#### Required work
A. In the text about Prabhakar's career, which firm did she join from 2001 to 2010?
B. Pick up the text about Prabhakar's career after its last sentence and keep writing.
··· Text excerpt
That agenda had strong congressional support at first and by 1995 ATP and MEP had expanded to occupy more than half of NIST’s budget, which was also growing. However, after the Republicans gained control of Congress that year, they proved openly hostile to the Commerce Department, which oversees NIST. Momentum behind the administration’s ambitions for the agency diminished and Prabhakar stepped aside as director in 1997. Congress ultimately defunded ATP in fiscal year 2008.

Recent activities focused on ‘solutions’ R&D

After leaving NIST, Prabhakar moved to the West Coast to take up a position in private industry. She made brief stops as a senior executive at the companies Raychem and Interval Research, and then from 2001 to 2010 she joined the Silicon Valley firm U.S. Venture Partners, which focused on providing early-stage support for startups.

Her portfolio continued to revolve around semiconductors, though it later also encompassed technologies such as solar photovoltaics and battery management. She recalled the experience as educational but grueling, remarking, “I know very few happy venture capitalists.”

In 2012, Prabhakar was appointed director of DARPA, which commanded a budget of almost $3 billion, several times larger than that of NIST. At that point, DARPA’s portfolio in biology was expanding, covering subjects such as the application of neuroscience to prosthetics as well as methods of rapidly developing vaccines and antibody treatments, which proved urgently relevant during the COVID-19 pandemic.

To coordinate such efforts, Prabhakar created a Biological Technologies Office in 2014, echoing the agency’s earlier creation of its microelectronics office. She also launched a Pandemic Prevention Platform focused on antibody treatments.
······
··· Record excerpts
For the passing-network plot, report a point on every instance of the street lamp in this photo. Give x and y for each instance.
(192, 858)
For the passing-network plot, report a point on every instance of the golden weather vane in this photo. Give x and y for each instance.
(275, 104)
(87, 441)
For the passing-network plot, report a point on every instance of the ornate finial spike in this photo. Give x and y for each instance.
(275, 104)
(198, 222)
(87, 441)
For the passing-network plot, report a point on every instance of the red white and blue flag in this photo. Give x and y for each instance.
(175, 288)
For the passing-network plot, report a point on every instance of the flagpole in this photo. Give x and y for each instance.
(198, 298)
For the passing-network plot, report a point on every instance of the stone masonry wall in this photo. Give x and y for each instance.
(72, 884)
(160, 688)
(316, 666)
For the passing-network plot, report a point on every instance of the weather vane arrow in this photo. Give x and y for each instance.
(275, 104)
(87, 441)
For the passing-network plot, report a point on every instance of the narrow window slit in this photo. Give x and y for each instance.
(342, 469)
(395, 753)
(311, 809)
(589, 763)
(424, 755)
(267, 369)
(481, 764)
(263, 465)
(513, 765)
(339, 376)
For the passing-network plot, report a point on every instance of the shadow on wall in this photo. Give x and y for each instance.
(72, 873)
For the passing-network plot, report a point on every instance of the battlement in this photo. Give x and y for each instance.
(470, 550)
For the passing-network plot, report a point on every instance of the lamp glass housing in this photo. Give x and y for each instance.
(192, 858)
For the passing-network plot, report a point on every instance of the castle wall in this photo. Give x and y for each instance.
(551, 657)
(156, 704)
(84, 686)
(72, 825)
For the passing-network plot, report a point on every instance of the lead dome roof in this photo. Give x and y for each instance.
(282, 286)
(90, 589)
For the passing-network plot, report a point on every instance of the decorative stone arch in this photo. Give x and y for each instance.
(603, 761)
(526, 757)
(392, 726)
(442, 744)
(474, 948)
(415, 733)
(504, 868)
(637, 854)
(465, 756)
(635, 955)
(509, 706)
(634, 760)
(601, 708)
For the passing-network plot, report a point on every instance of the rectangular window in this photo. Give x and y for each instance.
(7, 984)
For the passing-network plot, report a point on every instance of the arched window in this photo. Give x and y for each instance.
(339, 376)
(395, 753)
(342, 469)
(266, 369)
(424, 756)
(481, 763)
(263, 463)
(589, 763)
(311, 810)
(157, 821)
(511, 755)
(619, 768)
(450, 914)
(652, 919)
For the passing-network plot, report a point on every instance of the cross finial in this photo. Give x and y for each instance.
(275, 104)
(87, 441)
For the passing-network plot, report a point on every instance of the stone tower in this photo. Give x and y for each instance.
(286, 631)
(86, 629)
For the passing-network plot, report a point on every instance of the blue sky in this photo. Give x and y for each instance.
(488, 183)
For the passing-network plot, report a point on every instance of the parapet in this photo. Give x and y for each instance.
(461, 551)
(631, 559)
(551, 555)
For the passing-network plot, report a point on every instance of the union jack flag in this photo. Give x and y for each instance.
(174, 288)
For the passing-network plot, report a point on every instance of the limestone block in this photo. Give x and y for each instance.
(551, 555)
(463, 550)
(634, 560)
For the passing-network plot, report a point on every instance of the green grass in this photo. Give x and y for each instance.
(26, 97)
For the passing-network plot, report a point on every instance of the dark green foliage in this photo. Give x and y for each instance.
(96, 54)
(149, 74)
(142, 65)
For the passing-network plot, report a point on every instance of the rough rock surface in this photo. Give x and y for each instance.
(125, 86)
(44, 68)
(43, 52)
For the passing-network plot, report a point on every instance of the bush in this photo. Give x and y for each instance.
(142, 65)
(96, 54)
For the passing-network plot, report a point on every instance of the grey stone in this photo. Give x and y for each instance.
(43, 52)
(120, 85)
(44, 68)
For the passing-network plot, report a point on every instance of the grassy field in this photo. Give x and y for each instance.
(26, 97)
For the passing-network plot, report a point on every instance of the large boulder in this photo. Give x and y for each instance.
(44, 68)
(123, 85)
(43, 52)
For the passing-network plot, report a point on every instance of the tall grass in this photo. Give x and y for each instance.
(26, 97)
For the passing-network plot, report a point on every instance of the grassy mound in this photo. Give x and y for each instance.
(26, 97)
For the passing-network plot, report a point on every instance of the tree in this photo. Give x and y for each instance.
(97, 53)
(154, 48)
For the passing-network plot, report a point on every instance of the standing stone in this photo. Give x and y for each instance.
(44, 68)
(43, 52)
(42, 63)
······
#### Responses by task
A. U.S. Venture Partners, a Silicon Valley firm that provided early-stage support for startups.

B.
In addition, she fostered research in social science, regarding it as increasingly important to the effective application of science and technology. After leaving DARPA at the end of the Obama administration, she carried that interest into a nonprofit organization she founded called Actuate, which aims to leverage philanthropic funding to advance technology “solutions” in areas such as climate change, health, and data science.

Prabhakar’s approach to innovation at high tide

Since the beginning of the Biden administration, Prabhakar has broadly advocated for using the DARPA model to focus the U.S. R&D “ecosystem” on national problems. She has also specifically recommended creating an ARPA organization within the Labor Department that would develop methods for helping workers locate and train for better jobs.

Prabhakar’s advocacy aligns with Biden’s focus on integrating R&D and economic policy, such as through last year’s Infrastructure Investment and Jobs Act as well as the subsidies for the semiconductor industry currently nearing the finish line in Congress. The semiconductor program in particular would bookend Prabhakar’s early experience with DARPA and Sematech in the 1980s and ‘90s.

Also, as OSTP director Prabhakar will be poised to help implement new and proposed innovation initiatives. The National Science Foundation recently set up a Directorate for Technology, Innovation, and Partnerships that aims to strengthen the links between research and its application, including through a new Regional Innovation Engines program. Congress may soon endorse plans to significantly expand the NSF directorate and could steer it to serve specific technology areas. Lawmakers are also contemplating creating a separate technology hub program in the Commerce Department.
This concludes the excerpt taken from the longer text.